◆ **CHALLENGE**
From the records below, copy out unchanged the lines that start at the one containing "In this picture, where can the glass" and end with the one containing "point(435, 291)", including both of those lines.

◆ **PROVIDED RECORDS**
## start

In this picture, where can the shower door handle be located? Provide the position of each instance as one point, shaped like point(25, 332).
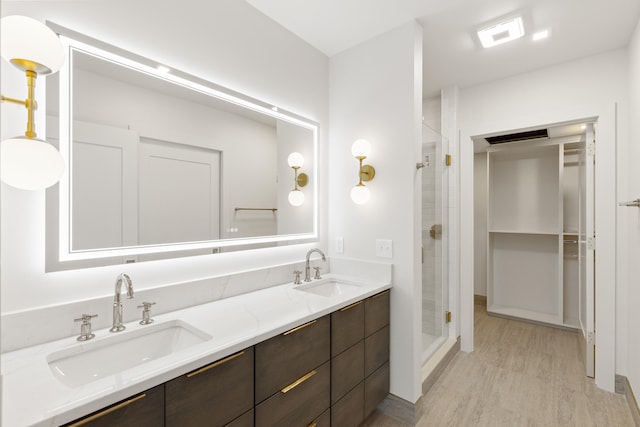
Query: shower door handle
point(436, 231)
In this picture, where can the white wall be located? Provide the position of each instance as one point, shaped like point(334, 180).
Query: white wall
point(480, 224)
point(590, 87)
point(231, 44)
point(630, 224)
point(375, 93)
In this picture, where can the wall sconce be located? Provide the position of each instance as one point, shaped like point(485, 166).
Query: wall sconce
point(360, 150)
point(296, 197)
point(29, 163)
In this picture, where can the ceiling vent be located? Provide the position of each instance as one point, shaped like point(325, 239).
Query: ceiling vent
point(519, 136)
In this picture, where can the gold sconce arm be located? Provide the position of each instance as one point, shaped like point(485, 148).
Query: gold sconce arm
point(300, 180)
point(366, 172)
point(30, 103)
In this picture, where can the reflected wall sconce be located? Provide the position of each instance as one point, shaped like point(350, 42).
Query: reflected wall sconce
point(361, 150)
point(29, 163)
point(296, 196)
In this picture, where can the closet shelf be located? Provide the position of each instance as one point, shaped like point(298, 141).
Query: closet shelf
point(536, 232)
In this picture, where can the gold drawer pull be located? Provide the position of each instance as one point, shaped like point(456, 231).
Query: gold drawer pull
point(300, 327)
point(214, 364)
point(381, 294)
point(355, 304)
point(298, 382)
point(107, 411)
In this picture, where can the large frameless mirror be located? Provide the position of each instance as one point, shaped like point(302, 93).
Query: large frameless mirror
point(162, 164)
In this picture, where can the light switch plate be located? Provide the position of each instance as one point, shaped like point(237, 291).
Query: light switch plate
point(384, 248)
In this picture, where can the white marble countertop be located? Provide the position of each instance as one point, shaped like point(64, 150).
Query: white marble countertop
point(33, 396)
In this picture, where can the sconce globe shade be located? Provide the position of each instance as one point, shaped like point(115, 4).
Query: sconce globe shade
point(361, 148)
point(30, 164)
point(30, 45)
point(295, 160)
point(296, 198)
point(360, 194)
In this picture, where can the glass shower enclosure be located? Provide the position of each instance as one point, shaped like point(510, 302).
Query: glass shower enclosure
point(435, 291)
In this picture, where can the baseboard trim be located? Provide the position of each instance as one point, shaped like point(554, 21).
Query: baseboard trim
point(632, 402)
point(480, 300)
point(402, 410)
point(435, 373)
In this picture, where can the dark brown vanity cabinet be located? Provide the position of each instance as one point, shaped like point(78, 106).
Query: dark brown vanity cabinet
point(293, 375)
point(331, 371)
point(214, 395)
point(360, 359)
point(141, 410)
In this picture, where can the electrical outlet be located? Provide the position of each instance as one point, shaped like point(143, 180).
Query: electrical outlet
point(384, 248)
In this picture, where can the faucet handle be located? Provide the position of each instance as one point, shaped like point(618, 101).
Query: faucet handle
point(85, 318)
point(146, 305)
point(85, 327)
point(146, 313)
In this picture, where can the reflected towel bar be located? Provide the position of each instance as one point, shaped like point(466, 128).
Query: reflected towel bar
point(257, 209)
point(634, 203)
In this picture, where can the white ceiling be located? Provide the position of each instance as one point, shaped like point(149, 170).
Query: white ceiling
point(452, 54)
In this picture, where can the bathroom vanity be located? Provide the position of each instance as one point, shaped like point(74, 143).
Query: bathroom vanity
point(309, 354)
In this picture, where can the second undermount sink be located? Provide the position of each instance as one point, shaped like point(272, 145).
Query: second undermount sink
point(329, 288)
point(93, 360)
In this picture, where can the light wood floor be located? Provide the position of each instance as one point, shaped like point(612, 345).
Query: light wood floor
point(520, 374)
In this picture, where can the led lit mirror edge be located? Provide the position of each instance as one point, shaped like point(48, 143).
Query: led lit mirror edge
point(58, 197)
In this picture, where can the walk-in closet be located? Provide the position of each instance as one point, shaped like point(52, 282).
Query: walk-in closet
point(537, 222)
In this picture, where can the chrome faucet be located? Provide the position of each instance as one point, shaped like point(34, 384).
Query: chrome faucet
point(117, 325)
point(307, 269)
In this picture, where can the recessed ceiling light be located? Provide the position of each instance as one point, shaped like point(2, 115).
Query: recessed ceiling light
point(540, 35)
point(501, 33)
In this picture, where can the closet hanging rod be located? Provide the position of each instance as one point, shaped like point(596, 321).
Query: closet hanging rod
point(633, 203)
point(257, 209)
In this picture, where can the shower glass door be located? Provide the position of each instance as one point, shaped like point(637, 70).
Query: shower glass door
point(435, 290)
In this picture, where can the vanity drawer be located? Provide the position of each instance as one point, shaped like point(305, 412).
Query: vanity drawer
point(349, 411)
point(376, 350)
point(213, 395)
point(376, 389)
point(283, 359)
point(347, 327)
point(142, 410)
point(376, 312)
point(244, 420)
point(323, 420)
point(347, 370)
point(299, 403)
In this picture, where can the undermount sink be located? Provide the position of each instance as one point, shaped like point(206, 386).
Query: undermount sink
point(93, 360)
point(331, 288)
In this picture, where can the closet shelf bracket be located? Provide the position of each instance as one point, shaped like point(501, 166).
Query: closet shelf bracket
point(633, 203)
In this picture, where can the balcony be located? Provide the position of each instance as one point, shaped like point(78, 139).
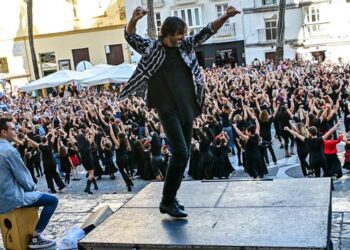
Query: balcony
point(226, 31)
point(267, 35)
point(179, 2)
point(316, 30)
point(156, 3)
point(310, 2)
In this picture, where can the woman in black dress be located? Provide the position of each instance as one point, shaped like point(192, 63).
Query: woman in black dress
point(49, 163)
point(84, 146)
point(156, 147)
point(66, 165)
point(315, 146)
point(106, 146)
point(122, 147)
point(265, 121)
point(251, 139)
point(206, 155)
point(283, 117)
point(98, 171)
point(302, 149)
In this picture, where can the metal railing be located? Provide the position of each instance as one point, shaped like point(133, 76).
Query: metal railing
point(267, 35)
point(185, 1)
point(156, 3)
point(314, 30)
point(228, 30)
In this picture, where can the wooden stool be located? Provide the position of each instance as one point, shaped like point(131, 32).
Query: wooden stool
point(17, 226)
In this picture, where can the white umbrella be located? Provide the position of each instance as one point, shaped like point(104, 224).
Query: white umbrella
point(61, 77)
point(114, 74)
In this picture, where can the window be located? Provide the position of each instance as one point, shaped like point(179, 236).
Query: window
point(220, 10)
point(269, 2)
point(312, 14)
point(48, 63)
point(192, 16)
point(313, 18)
point(4, 68)
point(271, 30)
point(158, 21)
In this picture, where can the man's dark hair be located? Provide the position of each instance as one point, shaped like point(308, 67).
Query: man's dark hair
point(171, 25)
point(3, 123)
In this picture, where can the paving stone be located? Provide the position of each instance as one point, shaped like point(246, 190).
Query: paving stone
point(345, 231)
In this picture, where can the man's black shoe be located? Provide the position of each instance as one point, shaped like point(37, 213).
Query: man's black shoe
point(179, 204)
point(172, 209)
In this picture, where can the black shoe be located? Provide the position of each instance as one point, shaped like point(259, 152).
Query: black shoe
point(179, 204)
point(172, 210)
point(38, 242)
point(88, 191)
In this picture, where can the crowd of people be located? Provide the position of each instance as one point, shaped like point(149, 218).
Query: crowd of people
point(296, 104)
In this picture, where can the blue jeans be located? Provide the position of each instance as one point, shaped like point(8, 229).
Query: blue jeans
point(142, 132)
point(49, 203)
point(58, 163)
point(231, 136)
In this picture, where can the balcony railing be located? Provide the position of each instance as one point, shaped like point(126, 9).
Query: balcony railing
point(156, 3)
point(226, 31)
point(267, 35)
point(185, 1)
point(316, 30)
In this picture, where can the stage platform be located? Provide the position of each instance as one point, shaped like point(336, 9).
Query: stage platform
point(275, 214)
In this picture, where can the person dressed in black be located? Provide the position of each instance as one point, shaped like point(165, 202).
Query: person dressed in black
point(315, 146)
point(122, 147)
point(156, 147)
point(265, 121)
point(66, 165)
point(110, 169)
point(84, 146)
point(302, 149)
point(251, 138)
point(175, 89)
point(49, 163)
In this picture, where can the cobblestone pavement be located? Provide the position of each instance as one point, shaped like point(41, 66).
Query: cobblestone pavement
point(75, 206)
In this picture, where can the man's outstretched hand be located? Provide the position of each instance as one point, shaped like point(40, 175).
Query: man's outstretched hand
point(139, 13)
point(231, 11)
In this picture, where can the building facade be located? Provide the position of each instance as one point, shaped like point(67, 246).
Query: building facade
point(314, 29)
point(66, 32)
point(227, 45)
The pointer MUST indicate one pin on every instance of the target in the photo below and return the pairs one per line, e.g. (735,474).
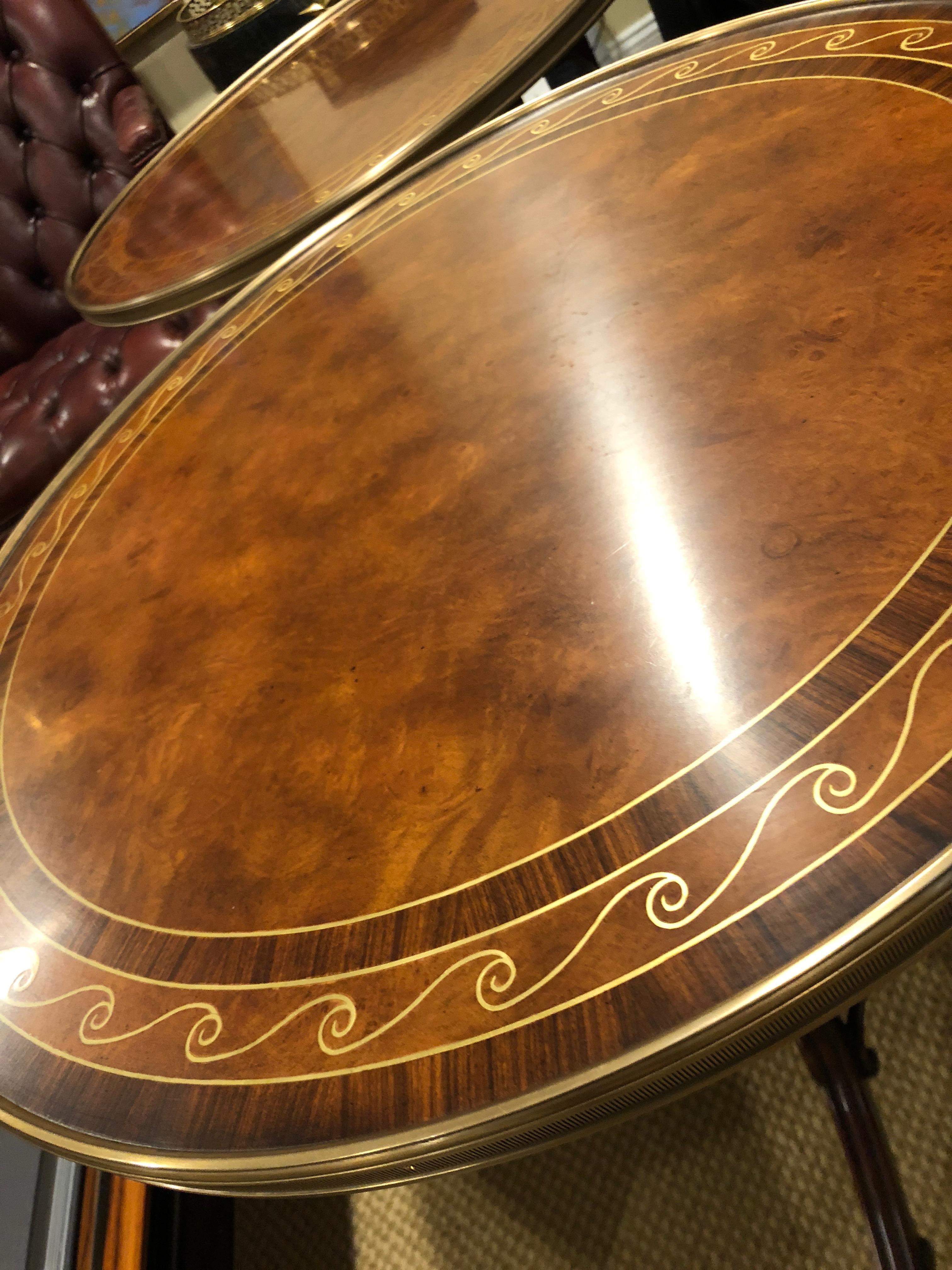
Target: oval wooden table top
(501,671)
(364,91)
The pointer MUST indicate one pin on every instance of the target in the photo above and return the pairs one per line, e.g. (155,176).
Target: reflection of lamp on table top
(499,673)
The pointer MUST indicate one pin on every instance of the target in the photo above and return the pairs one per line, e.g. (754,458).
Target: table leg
(841,1062)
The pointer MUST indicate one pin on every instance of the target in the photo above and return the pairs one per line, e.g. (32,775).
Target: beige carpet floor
(745,1174)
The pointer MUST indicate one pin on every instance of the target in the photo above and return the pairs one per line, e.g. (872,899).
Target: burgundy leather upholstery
(75,125)
(53,403)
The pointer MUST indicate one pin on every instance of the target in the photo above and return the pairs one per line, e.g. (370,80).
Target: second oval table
(499,673)
(365,89)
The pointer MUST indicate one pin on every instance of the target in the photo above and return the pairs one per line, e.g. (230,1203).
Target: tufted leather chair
(75,126)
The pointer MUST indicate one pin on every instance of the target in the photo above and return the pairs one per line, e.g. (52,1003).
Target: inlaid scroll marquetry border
(629,846)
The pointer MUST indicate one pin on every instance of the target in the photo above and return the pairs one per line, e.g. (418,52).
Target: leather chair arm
(140,130)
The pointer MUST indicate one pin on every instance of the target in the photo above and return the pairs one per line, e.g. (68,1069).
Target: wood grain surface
(511,637)
(369,87)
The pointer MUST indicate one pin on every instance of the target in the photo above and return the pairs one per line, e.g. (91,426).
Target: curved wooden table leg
(841,1062)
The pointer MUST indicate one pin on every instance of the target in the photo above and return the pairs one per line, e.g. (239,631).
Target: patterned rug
(744,1174)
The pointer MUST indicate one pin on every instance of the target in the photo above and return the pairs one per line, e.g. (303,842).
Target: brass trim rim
(791,1001)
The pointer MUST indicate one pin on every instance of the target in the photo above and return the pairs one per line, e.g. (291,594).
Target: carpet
(744,1174)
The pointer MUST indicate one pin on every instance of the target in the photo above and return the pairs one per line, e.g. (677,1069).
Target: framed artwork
(121,17)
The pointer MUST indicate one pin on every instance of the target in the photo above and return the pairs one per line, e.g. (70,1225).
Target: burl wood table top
(501,671)
(369,87)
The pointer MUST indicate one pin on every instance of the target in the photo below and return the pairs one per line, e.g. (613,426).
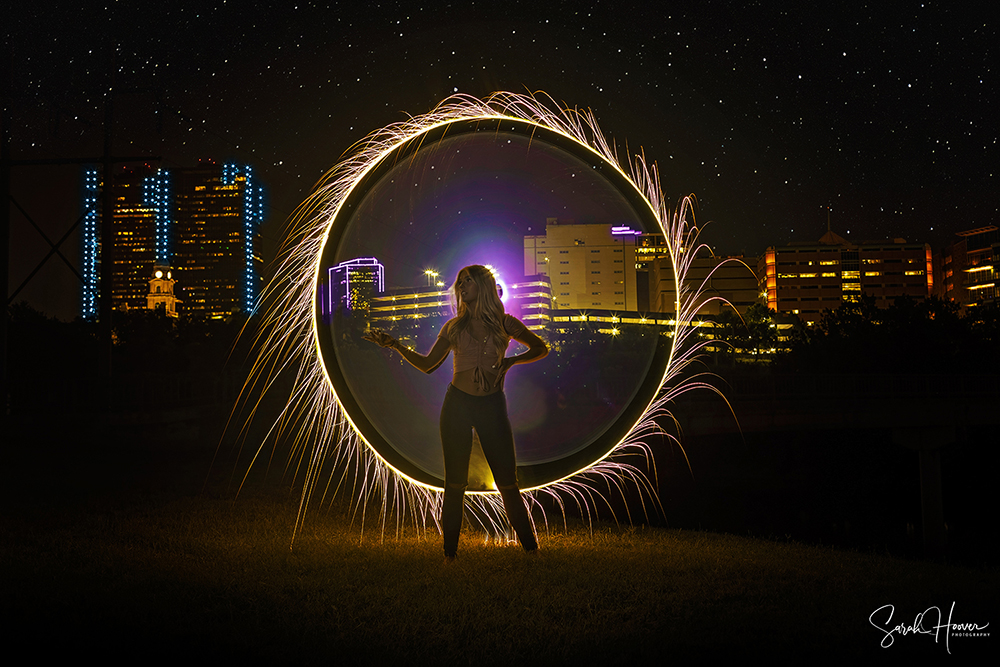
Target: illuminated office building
(219,209)
(589,266)
(201,222)
(806,279)
(140,232)
(966,270)
(351,285)
(531,301)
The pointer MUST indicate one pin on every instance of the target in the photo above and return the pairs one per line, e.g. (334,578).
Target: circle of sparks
(329,449)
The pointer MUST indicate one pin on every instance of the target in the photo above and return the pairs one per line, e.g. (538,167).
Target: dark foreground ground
(111,545)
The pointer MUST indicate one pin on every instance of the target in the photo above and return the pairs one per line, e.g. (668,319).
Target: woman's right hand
(380,338)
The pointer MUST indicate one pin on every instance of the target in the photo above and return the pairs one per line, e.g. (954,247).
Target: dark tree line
(929,336)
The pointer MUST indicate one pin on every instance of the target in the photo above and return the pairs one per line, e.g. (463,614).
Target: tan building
(589,266)
(806,279)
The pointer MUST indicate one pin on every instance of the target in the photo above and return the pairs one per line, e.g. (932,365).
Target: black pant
(460,414)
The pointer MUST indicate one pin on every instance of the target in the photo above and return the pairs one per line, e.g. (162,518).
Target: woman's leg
(456,442)
(497,440)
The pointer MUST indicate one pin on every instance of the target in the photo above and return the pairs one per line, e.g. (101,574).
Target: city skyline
(200,222)
(877,116)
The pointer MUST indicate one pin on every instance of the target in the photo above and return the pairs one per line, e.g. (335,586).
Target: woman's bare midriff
(466,381)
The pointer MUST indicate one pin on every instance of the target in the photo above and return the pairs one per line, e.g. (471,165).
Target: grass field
(125,557)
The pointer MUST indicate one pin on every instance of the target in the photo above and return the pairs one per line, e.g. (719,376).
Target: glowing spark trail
(328,448)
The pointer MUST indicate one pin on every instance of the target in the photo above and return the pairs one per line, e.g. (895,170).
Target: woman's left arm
(537,349)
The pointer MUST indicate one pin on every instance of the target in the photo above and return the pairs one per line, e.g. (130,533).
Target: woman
(479,336)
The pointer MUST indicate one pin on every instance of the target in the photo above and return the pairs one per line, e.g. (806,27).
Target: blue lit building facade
(202,222)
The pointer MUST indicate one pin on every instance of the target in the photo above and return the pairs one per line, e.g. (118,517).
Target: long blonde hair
(487,307)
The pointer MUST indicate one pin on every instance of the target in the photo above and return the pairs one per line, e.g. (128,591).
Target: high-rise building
(589,266)
(200,223)
(140,231)
(720,280)
(806,279)
(219,209)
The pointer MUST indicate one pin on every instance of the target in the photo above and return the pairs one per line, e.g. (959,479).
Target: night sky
(769,114)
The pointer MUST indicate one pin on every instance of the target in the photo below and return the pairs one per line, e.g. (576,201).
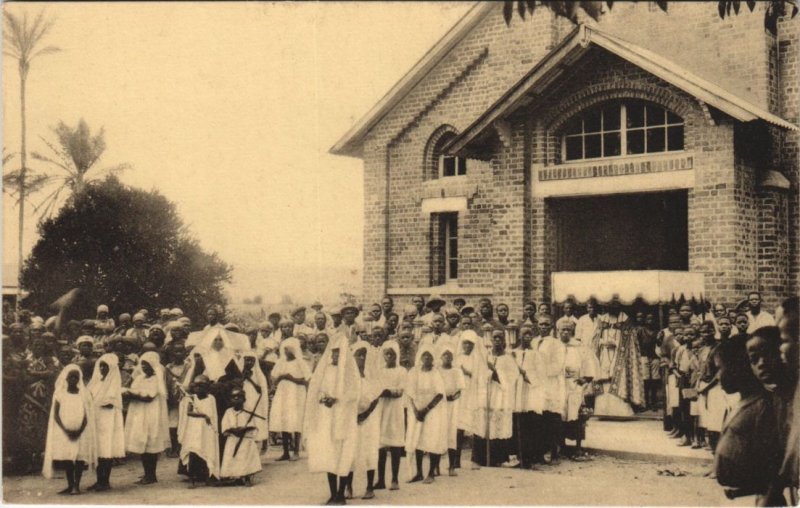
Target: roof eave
(349,143)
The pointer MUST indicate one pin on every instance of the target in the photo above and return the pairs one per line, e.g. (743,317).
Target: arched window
(614,129)
(446,165)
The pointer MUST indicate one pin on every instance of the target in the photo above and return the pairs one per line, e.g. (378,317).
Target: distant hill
(301,284)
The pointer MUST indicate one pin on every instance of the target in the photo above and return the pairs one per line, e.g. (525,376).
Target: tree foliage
(74,155)
(775,10)
(124,247)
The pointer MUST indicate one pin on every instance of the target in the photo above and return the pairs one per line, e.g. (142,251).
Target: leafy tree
(75,154)
(124,247)
(569,9)
(22,40)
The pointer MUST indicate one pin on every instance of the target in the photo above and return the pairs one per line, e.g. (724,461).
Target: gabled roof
(573,47)
(351,143)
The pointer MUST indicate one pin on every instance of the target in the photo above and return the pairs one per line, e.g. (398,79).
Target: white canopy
(232,340)
(652,286)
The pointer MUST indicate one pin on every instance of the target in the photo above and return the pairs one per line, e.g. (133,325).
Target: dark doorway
(647,231)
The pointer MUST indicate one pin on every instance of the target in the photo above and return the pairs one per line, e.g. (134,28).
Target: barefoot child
(241,459)
(331,414)
(368,419)
(453,386)
(291,375)
(427,415)
(106,390)
(198,433)
(393,431)
(146,427)
(71,436)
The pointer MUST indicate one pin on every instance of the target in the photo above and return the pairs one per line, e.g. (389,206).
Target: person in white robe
(427,416)
(146,426)
(330,426)
(290,378)
(199,433)
(106,390)
(580,367)
(369,419)
(453,388)
(71,441)
(393,431)
(240,459)
(494,411)
(471,360)
(607,342)
(529,400)
(256,394)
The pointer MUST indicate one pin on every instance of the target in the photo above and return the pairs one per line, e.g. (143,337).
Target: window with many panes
(627,128)
(449,231)
(448,165)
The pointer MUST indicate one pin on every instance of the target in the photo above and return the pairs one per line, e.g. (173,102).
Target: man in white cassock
(330,427)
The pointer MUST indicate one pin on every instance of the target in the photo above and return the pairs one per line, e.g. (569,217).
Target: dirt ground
(601,481)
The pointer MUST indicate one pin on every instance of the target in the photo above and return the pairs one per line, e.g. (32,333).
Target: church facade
(644,141)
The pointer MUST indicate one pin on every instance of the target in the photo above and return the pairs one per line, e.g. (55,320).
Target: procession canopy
(652,286)
(234,341)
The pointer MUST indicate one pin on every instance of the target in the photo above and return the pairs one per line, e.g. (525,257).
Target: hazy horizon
(232,124)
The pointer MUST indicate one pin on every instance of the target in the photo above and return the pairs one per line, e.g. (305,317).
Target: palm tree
(75,154)
(22,40)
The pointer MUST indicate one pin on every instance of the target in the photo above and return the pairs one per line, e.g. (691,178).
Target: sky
(229,110)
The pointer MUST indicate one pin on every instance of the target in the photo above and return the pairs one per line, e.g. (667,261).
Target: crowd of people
(357,387)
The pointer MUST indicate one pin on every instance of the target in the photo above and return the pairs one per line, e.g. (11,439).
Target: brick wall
(507,238)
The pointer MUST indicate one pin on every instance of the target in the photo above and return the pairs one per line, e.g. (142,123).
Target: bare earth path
(602,481)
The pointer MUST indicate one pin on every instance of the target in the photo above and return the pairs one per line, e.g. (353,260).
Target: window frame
(623,132)
(450,232)
(459,169)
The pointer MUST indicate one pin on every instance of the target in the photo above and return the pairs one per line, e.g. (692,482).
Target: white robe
(73,408)
(109,426)
(500,397)
(196,435)
(429,435)
(247,460)
(453,382)
(332,434)
(369,431)
(146,429)
(288,404)
(393,430)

## end

◆ **FINISHED TASK**
In this picture, where can the glass shower enclosure be located? Provide the position of each instance as one point, shaped like point(510, 302).
Query: glass shower enclosure
point(435, 291)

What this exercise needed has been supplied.